[What you should do]: Pull out every line in the material below that contains the word "white", and copy each of those lines in full.
>> Begin Records provided
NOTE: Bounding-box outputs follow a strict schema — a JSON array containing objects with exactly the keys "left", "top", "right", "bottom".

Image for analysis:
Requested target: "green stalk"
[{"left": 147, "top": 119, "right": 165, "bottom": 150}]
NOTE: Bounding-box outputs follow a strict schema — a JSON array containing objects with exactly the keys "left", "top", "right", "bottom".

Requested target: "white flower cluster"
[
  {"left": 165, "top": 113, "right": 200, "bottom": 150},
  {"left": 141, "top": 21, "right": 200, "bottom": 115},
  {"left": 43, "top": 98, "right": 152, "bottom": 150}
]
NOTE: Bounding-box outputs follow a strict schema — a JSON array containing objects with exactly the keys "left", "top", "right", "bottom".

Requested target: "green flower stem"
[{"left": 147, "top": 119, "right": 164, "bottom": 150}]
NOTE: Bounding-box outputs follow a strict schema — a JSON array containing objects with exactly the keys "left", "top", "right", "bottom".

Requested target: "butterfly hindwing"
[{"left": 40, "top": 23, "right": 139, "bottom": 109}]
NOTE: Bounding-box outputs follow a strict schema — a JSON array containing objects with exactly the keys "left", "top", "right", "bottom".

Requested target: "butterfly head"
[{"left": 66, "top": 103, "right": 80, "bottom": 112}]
>> End Records provided
>> Begin Records provided
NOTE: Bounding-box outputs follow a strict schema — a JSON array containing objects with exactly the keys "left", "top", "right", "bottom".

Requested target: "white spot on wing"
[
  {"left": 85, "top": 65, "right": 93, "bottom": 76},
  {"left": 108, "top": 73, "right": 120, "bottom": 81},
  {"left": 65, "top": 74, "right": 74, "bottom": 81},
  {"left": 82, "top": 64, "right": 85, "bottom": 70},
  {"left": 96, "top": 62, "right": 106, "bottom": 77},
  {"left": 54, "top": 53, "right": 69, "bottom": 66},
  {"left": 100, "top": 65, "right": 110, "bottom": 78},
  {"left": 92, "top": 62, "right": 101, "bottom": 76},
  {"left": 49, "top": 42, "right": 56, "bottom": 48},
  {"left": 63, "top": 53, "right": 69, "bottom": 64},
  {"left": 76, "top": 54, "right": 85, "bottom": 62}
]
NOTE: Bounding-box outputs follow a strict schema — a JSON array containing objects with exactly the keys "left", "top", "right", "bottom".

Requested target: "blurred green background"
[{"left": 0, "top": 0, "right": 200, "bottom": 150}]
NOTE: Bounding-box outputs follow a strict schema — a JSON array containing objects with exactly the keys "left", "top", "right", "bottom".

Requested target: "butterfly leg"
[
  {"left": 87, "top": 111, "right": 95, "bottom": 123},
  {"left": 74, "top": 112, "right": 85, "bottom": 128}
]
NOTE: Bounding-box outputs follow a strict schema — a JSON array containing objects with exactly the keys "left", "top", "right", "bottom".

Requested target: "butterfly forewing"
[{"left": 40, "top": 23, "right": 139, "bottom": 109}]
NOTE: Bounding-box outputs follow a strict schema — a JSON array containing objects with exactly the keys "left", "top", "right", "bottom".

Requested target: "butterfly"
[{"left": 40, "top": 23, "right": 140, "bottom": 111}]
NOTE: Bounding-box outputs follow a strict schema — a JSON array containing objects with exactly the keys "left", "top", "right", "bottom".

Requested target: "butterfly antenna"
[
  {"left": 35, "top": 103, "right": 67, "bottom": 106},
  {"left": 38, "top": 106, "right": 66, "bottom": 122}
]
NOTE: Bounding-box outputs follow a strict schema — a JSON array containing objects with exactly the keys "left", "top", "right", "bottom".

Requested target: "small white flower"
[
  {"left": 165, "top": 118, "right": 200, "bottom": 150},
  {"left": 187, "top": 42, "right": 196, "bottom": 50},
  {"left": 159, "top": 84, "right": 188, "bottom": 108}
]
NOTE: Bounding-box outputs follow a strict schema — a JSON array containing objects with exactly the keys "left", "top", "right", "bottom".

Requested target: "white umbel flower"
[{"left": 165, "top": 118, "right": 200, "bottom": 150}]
>> End Records provided
[Result below]:
Requested target: "white flower cluster"
Requested target: "white spot on wing"
Requested target: "small white flower"
Requested target: "white umbel flower"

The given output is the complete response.